Filter the records below, keeping every line that contains the string "abdomen", and copy each matching line unchanged.

= = = =

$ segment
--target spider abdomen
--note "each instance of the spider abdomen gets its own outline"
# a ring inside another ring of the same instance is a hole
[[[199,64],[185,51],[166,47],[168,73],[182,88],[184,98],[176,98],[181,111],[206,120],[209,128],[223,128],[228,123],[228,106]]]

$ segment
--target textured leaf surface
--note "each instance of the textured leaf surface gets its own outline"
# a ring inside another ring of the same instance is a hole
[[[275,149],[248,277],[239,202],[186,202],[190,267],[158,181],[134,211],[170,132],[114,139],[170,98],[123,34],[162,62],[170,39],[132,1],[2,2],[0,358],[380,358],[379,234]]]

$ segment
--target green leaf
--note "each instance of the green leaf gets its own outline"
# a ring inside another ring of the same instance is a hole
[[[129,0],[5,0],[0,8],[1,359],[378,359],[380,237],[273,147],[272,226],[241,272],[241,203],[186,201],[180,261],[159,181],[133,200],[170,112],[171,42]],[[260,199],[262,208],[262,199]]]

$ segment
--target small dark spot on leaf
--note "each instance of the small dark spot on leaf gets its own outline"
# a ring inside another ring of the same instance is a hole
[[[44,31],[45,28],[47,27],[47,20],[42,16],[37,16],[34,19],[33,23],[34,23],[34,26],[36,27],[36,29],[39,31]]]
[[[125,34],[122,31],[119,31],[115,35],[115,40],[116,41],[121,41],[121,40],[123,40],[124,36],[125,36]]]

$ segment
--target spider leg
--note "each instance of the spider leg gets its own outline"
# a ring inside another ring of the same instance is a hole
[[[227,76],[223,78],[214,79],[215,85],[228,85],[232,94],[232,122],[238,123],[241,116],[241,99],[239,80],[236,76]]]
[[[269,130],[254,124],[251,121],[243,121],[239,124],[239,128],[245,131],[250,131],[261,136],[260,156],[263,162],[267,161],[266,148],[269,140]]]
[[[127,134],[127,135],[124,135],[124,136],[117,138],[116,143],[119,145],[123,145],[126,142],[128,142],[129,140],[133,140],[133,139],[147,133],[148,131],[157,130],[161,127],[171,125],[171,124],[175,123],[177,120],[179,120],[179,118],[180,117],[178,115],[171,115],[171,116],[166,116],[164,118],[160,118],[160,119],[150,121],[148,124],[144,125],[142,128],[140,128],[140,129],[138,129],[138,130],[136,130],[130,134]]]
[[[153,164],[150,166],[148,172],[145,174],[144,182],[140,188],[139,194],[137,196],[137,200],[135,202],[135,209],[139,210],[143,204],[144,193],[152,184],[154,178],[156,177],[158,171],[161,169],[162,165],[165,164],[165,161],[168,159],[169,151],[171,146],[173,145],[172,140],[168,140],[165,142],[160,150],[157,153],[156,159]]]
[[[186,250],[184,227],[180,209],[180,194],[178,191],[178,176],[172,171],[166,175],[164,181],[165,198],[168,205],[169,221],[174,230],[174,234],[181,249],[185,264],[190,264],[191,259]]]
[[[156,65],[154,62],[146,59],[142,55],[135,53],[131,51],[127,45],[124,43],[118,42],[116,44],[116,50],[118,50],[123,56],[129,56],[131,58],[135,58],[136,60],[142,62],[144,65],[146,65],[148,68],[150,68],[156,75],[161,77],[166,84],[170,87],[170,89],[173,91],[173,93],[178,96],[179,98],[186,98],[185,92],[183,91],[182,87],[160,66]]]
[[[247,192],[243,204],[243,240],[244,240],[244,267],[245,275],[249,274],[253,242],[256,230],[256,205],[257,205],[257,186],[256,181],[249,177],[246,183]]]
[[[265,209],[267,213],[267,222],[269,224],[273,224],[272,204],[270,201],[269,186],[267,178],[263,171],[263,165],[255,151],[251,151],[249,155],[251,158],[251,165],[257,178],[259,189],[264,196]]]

= = = =

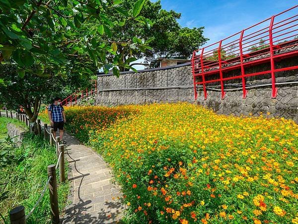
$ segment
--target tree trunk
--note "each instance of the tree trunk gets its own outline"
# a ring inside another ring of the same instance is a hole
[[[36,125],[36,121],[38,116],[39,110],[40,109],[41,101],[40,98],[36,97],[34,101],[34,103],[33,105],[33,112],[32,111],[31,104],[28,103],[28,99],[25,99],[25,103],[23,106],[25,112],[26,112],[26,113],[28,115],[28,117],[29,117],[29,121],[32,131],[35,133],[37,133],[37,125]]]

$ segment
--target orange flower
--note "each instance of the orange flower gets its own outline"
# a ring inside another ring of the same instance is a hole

= = = =

### In response:
--target spider abdomen
--note "each instance of the spider abdomen gets its own outline"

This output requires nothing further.